Have you ever spent a week writing a proposal, only to realise the winner was decided before you even started?

{Problem Statement} Why do you pour hours of unpaid labour into writing detailed proposals for clients who have no intention of hiring you?

You know what I’m talking about: You get an invite to bid. It looks like a great opportunity - a big brand, a big budget. You cancel your weekend plans. You pour your heart and soul into the document. You answer every question. You submit it on time. And then… silence. A week later, you get a generic email saying they chose the incumbent agency who has been working there for five years.

You were not a contender. You were “Column Fodder.” Procurement departments often have a strict compliance rule: they must get three competitive quotes before signing a contract. If they already know who they want to hire, they still need two other suckers to submit proposals to make the process look “fair” and drive the price down. If you can’t spot when you are the sucker, you will waste hundreds of billable hours writing fiction.

What if you could spot the rigged game in the first five minutes? Instead of writing a 50-page proposal, what if you wrote a polite “No thanks” and spent that time finding a client who actually wanted you?

Let’s see how.

1. The Late Invite: The “Panic” Signal

“We need this proposal by Friday.” It is currently Wednesday.

If you are invited to the process weeks after it started, with a crazy deadline, you are Column Fodder. Real strategy projects take months to plan. The “Preferred Choice” has been talking to the client for three months. They helped write the brief.

The client has realised at the last minute that they need two more quotes to satisfy compliance. This is similar to when clients are talking to competitors behind your back - you’re being used for comparison, not consideration. They are panicking. They are Googling “Consultants in London” and emailing the first names they find. They don’t want your thinking; they want your PDF so they can tick a box.

(Location identification items)
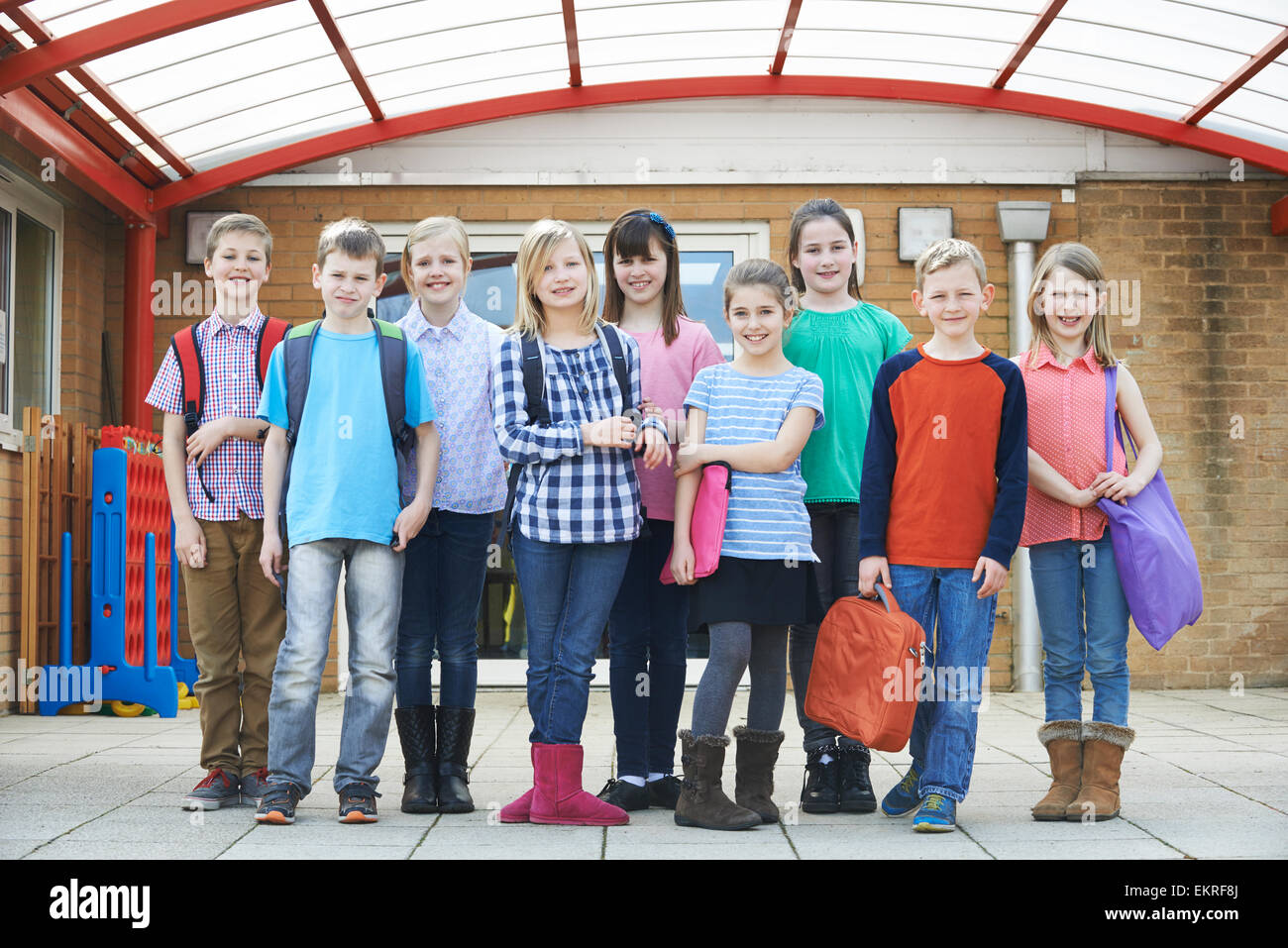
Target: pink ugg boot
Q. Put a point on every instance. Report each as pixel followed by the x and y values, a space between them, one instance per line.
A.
pixel 518 810
pixel 558 796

Goal 1:
Convert the location identification records into a Markdown table with a Row column holding each line's number and a Line column holding its text, skipping blank lines and leaving the picture out.
Goal 2:
Carry on the piece about spotting rigged proposal invitations, picking up after its final sentence.

Task answer 1:
| Row | Line |
|---|---|
| 1 | Target: pink ugg boot |
| 2 | Q. Put a point on every instance. Report each as pixel followed by the x and y values, a space between them, one instance per line. |
| 3 | A. |
| 4 | pixel 518 810 |
| 5 | pixel 558 796 |

Task answer 2:
Action Step: When a rush request comes in, ask:

“When did this project start internally?” If they say “Three months ago,” decline the bid. Say:

“Given the timeline, I don’t think I can provide the strategic depth you deserve by Friday. I’ll sit this one out.”

2. The “Standard Process” Shield: Blocking The Human

You ask to speak to the real decision-maker or the budget holder to clarify the brief. They say:

“No, all questions must go through the procurement portal to ensure fairness.”

In consulting, “Fairness” is code for “We don’t want you to influence the decision because we’ve already made it.” The Preferred Choice is having coffee with the CEO while you’re typing answers into a portal. If you can’t prove your premium price is justified, you’ll lose on cost alone. Complex consulting is sold on trust, rapport, and chemistry. It is never sold on a spreadsheet. The Preferred Choice is having coffee with the CEO while you are typing answers into a portal. If you cannot access the human, you cannot win the deal.

Action Step: Refuse to bid blindly. Reply:

“To give you an accurate price, I need a 15-minute calibration call with the stakeholder. I can’t scope this responsibly without it.” If they refuse, walk away.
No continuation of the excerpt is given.